──────── DATA FOR PROCESSING

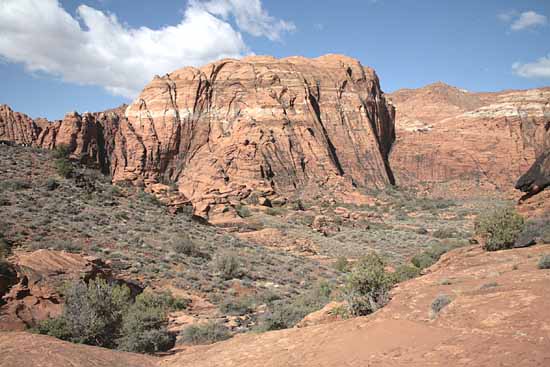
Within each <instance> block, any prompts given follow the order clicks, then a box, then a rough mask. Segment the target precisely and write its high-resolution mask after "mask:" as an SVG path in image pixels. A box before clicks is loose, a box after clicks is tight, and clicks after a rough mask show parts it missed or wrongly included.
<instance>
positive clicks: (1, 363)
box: [0, 332, 158, 367]
mask: <svg viewBox="0 0 550 367" xmlns="http://www.w3.org/2000/svg"><path fill="white" fill-rule="evenodd" d="M0 348H1V349H2V357H1V358H0V367H23V366H29V367H30V366H33V367H77V366H78V367H153V366H156V365H157V362H158V361H157V359H156V358H154V357H150V356H145V355H143V354H134V353H125V352H120V351H114V350H109V349H104V348H98V347H91V346H89V345H83V344H73V343H69V342H64V341H61V340H59V339H56V338H53V337H51V336H45V335H36V334H30V333H23V332H3V333H2V332H0Z"/></svg>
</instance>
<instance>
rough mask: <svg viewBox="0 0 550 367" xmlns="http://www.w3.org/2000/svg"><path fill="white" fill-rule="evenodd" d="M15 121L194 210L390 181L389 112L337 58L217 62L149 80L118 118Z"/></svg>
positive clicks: (389, 109)
mask: <svg viewBox="0 0 550 367" xmlns="http://www.w3.org/2000/svg"><path fill="white" fill-rule="evenodd" d="M14 121H15V122H17V121H21V122H17V124H19V125H24V126H26V127H27V130H29V132H27V133H25V136H30V138H28V139H27V140H28V141H32V142H33V144H36V145H38V146H41V147H47V148H52V147H54V146H55V145H59V144H65V145H69V146H70V148H71V149H72V151H73V155H74V156H78V157H83V158H86V159H87V160H89V161H95V162H97V163H98V164H99V165H100V166H101V167H102V168H103V169H105V170H108V171H109V172H110V173H111V175H112V178H113V180H114V181H123V180H129V181H133V182H137V183H139V182H143V183H145V184H146V185H147V184H152V183H155V182H176V183H177V186H178V188H179V190H180V191H181V192H183V193H184V194H185V195H186V196H187V197H188V198H190V199H191V201H192V202H193V204H194V205H195V209H196V211H197V213H198V214H200V215H203V216H208V215H209V214H210V213H211V212H212V211H220V210H226V209H227V207H228V206H229V207H230V206H232V205H235V204H236V203H238V201H239V200H242V199H244V198H246V197H247V196H248V195H250V194H251V193H253V192H255V193H256V194H258V195H264V196H269V195H274V194H275V193H277V194H279V195H285V196H289V195H292V194H294V193H295V192H296V191H299V192H301V193H306V194H311V193H312V192H313V191H317V192H318V191H320V190H323V191H324V190H328V191H330V190H331V189H332V188H335V187H338V188H340V189H341V188H342V187H348V188H349V189H353V187H381V186H384V185H386V184H390V183H393V182H394V178H393V173H392V170H391V168H390V166H389V162H388V156H389V153H390V150H391V148H392V144H393V142H394V140H395V130H394V109H393V107H392V106H391V105H390V104H389V103H387V102H386V99H385V97H384V94H383V92H382V91H381V89H380V85H379V80H378V77H377V76H376V73H375V72H374V70H373V69H370V68H368V67H363V66H362V65H361V64H360V63H359V62H358V61H357V60H355V59H352V58H349V57H345V56H339V55H327V56H322V57H319V58H316V59H306V58H302V57H291V58H286V59H280V60H279V59H275V58H273V57H258V56H254V57H248V58H245V59H242V60H232V59H231V60H221V61H218V62H215V63H211V64H209V65H206V66H204V67H202V68H192V67H188V68H184V69H180V70H177V71H175V72H173V73H171V74H167V75H165V76H163V77H156V78H155V79H154V80H153V81H152V82H151V83H149V85H147V86H146V87H145V89H144V90H143V92H142V93H141V95H140V96H139V97H138V98H137V99H136V100H135V101H134V102H133V103H132V104H131V105H130V106H128V108H127V109H126V111H125V116H122V113H121V111H120V110H118V111H117V110H114V111H110V112H105V113H96V114H84V115H82V116H81V115H78V114H76V113H73V114H69V115H67V116H66V117H65V119H64V120H62V121H58V122H55V123H51V124H46V125H45V126H44V125H43V124H42V125H40V126H38V124H36V123H33V122H32V120H31V121H27V120H25V119H23V118H19V119H17V118H11V119H9V120H8V119H3V120H2V119H0V129H1V128H2V126H4V128H6V127H7V128H8V129H11V130H10V131H12V130H13V128H12V126H13V125H14V124H16V123H15V122H14ZM29 126H31V127H32V128H31V127H29ZM19 130H22V129H19ZM25 131H26V130H25ZM17 136H19V135H18V133H12V134H11V135H10V136H8V137H6V138H4V137H2V135H0V139H5V140H12V141H18V140H17V139H18V138H17ZM27 140H25V142H27Z"/></svg>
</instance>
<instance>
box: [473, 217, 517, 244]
mask: <svg viewBox="0 0 550 367" xmlns="http://www.w3.org/2000/svg"><path fill="white" fill-rule="evenodd" d="M523 228H524V220H523V217H522V216H521V215H519V214H518V213H517V212H516V210H515V209H514V208H506V209H501V210H497V211H494V212H488V213H484V214H481V215H480V216H479V217H478V218H477V219H476V221H475V231H476V235H479V236H481V237H482V238H483V239H484V241H485V243H484V245H483V248H484V249H485V250H487V251H497V250H503V249H508V248H511V247H513V245H514V242H515V241H516V239H517V238H518V236H519V234H520V233H521V231H522V230H523Z"/></svg>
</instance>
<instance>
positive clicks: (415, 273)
mask: <svg viewBox="0 0 550 367" xmlns="http://www.w3.org/2000/svg"><path fill="white" fill-rule="evenodd" d="M419 275H420V269H419V268H418V267H416V266H413V265H408V264H404V265H400V266H398V267H397V268H396V269H395V272H393V273H392V274H391V276H392V279H393V282H394V283H401V282H404V281H406V280H409V279H413V278H416V277H417V276H419Z"/></svg>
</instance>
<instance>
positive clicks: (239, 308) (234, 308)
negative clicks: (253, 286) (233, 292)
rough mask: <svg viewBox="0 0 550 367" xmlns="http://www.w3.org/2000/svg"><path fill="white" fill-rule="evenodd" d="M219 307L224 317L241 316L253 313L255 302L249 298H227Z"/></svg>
mask: <svg viewBox="0 0 550 367" xmlns="http://www.w3.org/2000/svg"><path fill="white" fill-rule="evenodd" d="M219 307H220V311H221V312H222V313H223V314H225V315H233V316H241V315H246V314H248V313H251V312H253V311H254V309H255V307H256V302H255V301H254V299H252V298H250V297H240V298H234V297H229V298H225V299H224V300H223V301H222V303H221V304H220V306H219Z"/></svg>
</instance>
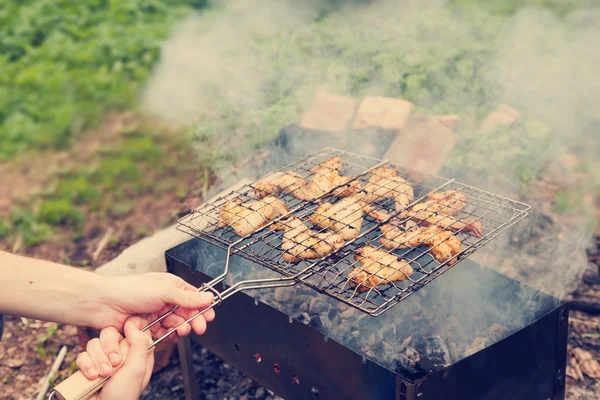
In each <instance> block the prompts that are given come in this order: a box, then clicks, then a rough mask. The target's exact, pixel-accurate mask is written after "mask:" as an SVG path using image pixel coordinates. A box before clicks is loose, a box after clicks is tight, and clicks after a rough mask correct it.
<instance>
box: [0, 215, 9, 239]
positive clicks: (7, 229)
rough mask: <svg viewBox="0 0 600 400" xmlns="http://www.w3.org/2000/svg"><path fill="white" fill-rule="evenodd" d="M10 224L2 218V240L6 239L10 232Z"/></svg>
mask: <svg viewBox="0 0 600 400" xmlns="http://www.w3.org/2000/svg"><path fill="white" fill-rule="evenodd" d="M10 228H11V226H10V222H9V221H7V220H6V219H4V218H0V239H2V238H4V237H5V236H6V235H8V233H9V232H10Z"/></svg>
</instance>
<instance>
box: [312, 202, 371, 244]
mask: <svg viewBox="0 0 600 400" xmlns="http://www.w3.org/2000/svg"><path fill="white" fill-rule="evenodd" d="M310 222H311V223H312V224H314V225H317V226H319V227H321V228H323V229H331V230H333V231H334V232H336V233H339V234H340V235H342V236H343V237H344V239H346V240H351V239H354V238H355V237H357V236H358V235H359V234H360V228H361V227H362V223H363V209H362V206H361V204H360V202H359V201H357V200H356V199H354V198H353V197H348V198H345V199H342V200H340V201H339V202H337V203H335V204H331V203H323V204H321V205H320V206H319V208H317V210H316V211H315V213H314V214H313V215H312V216H311V217H310Z"/></svg>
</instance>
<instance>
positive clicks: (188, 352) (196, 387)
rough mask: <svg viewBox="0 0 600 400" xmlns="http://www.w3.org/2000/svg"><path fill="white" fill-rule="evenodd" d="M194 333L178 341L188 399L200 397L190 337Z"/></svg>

────────────────

TASK: Using the records above, filter out every line that lacks the string "block" and copy the rest.

PROBLEM SOLUTION:
Within each <instance> block, any prompts given follow the order clicks, then a box, then a rough mask. Segment the target precisely and write its high-resolution mask after "mask:" as an SVG path in image pixels. A box before clicks is loose, a box after clicks is tight, and clicks after a rough mask show parts it missed or wrongly included.
In each <instance> block the prompts that are given come in this order: a box, then clicks, then a rough mask. The target's exact, pixel-accurate mask is written after "mask:" as an SVG path using image pixel coordinates. A box before clicks is loose, a box after clicks is tight, and clicks after a rough mask correct it.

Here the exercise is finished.